▶ [EXCERPT]
==*==

When Jesse Cook steps onto the Ottawa Bluesfest stage next week to perform his rumba-infused flamenco guitar stylings, he'll be bringing with him fourteen years of experience and, quite literally, a world of musical influences.  The Juno award-winning artist has recorded six critically acclaimed albums (with a seventh set for release this September) and has travelled the globe exploring and absorbing a diverse range of musical traditions.  While mixing his upcoming album and DVD, and preparing for the Bluesfest performance, Cook took some time to chat with (Cult)ure.

(Cult)ure:  Your song "Mario Takes A Walk" was one of the 49 songs chosen by the CBC to represent Canada to President Obama.  As a world musician who spent his youth in France, what do you think is particularly Canadian about your work?

Jesse Cook:  I think that when people think of Canadian music, they think of Anne Murray's "Snowbird" and Gordon Lightfoot; they think of songwriters singing about snow, the prairies, and Canadian winters.  They don't always think of rumba guitar mixed with Brazilian samba!

cook 1But when I think of Canada, I think of this crazy country that people have come to from all over the world, in record numbers.  I live in Toronto, one of the most multicultural cities on the planet.  There's a very strong Brazilian community here.  There's a whole bunch of samba groups and a community that loves to hear them.  There's lots of flamenco going on in this city.  There's lots of everything: Indian music, Asian music... its all going on here.

So when I think of Canada, I think of these amazing hybrids that happen when you have all these communities living side by side.  Eventually, they start mixing it up.  In my case, it's what happens when you mix Brazilian samba with rumba flamenco.

On the new record, I've been mixing rumba flamenco music with Cuban music and Colombian music.  I went down to Colombia last month to record with a group of vallenato style players.  I'm going to be bringing a lot of those people with me to Bluesfest: an accordionist from Panama, a percussionist from Colombia, a percussionist from Brazil, a percussionist from Cuba.  It's going to be a fun time.

You've collaborated with other musicians, and worked as a solo artist.  Do you approach the two differently?

I think everything that I do is collaborative work.  When I'm writing a piece of music, it starts initially with me alone in the studio writing.  Sometimes I'll record and play all the parts, just so I can get it on tape and hear the full mix.  After that, I'll call up my friends, invite them to play, and replace the parts I recorded with people who actually play those instruments well.

Over the years, though, I've found that one of the most fun ways to make a record is to get on a plane.  On Nomadic, I went off to Madrid, then flew to Egypt and worked with a whole bunch of people there, and then went down to LA as well.  Travelling turns the making of a record into a bit of an adventure.  The record becomes a journal of your trip.

When I flew to Colombia, I'd never been there before, and I was welcomed into these guys's home.  They served me this fantastic traditional soup, and gave me this little concert in the living room and explained their music.  It was wonderful.

How would you characterize the differences between live performance and studio work?

They are very different.  One is an immediate experience that won't be reproduced, and the other is a concrete experience that will be played over and over again.

cook_3In the studio, I think of it as being like a painter.  You're painting with sound, and the canvas is your hard drive.  You're able to record the parts and put them together exactly the way you want.  You can be very precise about the mix of the instruments and how they sit in the soundscape.

==*==

▶ [INFORMATION SHOWN]
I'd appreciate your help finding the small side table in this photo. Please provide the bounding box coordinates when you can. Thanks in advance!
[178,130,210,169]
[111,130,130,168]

==*==

▶ [WORK TO COMPLETE]
1. In the Jesse Cook interview, which city does Cook say he lives in?
2. Quote the Jesse Cook interview from "When Jesse Cook" to "chat with (Cult)ure.".

▶ [ANSWERS FOR THIS EXERCISE]
1. Toronto

2.
When Jesse Cook steps onto the Ottawa Bluesfest stage next week to perform his rumba-infused flamenco guitar stylings, he'll be bringing with him fourteen years of experience and, quite literally, a world of musical influences.  The Juno award-winning artist has recorded six critically acclaimed albums (with a seventh set for release this September) and has travelled the globe exploring and absorbing a diverse range of musical traditions.  While mixing his upcoming album and DVD, and preparing for the Bluesfest performance, Cook took some time to chat with (Cult)ure.